▸ **EXERCISE AIM**
Gather every line of the material below that contains the string "tray". Case counts.
>> Begin RECORD LIST
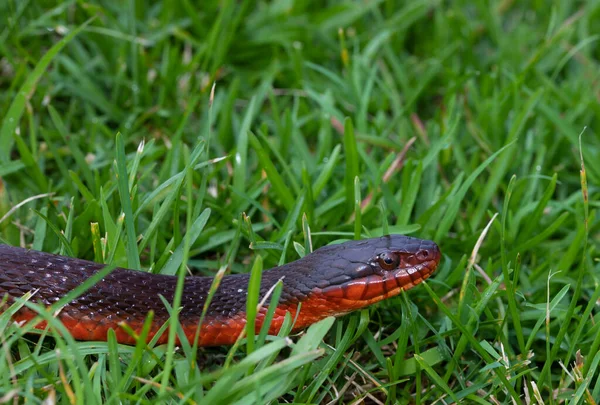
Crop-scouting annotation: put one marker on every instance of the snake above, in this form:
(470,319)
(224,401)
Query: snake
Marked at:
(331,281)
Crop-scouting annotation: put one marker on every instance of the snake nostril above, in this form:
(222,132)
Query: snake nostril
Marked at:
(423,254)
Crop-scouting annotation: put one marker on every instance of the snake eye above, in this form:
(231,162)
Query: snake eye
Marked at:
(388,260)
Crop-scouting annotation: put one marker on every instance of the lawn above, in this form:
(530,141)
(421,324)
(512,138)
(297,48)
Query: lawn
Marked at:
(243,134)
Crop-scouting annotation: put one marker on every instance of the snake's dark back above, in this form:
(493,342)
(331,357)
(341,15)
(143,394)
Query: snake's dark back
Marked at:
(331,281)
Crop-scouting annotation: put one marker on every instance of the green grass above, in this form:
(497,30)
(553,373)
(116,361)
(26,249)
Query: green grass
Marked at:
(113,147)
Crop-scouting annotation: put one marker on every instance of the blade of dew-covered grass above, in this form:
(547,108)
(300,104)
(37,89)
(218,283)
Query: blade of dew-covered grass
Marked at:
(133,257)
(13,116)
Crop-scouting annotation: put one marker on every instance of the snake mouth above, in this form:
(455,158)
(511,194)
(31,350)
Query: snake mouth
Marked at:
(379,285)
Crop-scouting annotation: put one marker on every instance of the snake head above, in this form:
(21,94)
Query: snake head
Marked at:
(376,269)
>> End RECORD LIST
>> Begin RECORD LIST
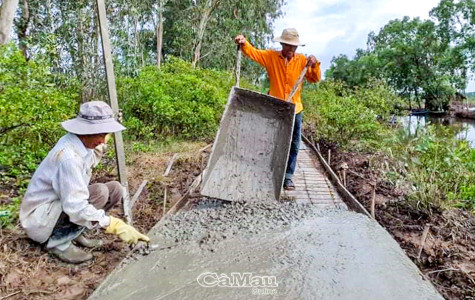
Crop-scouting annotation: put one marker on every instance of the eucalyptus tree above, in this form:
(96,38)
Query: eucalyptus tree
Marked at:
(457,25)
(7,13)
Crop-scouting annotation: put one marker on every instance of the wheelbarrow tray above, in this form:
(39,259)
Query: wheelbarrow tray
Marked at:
>> End RECORD LIST
▸ **THE SOLUTION**
Crop-scouting annotation: put one marker on every instance of the wheelbarrow tray above, in this form:
Query: wheelbarrow tray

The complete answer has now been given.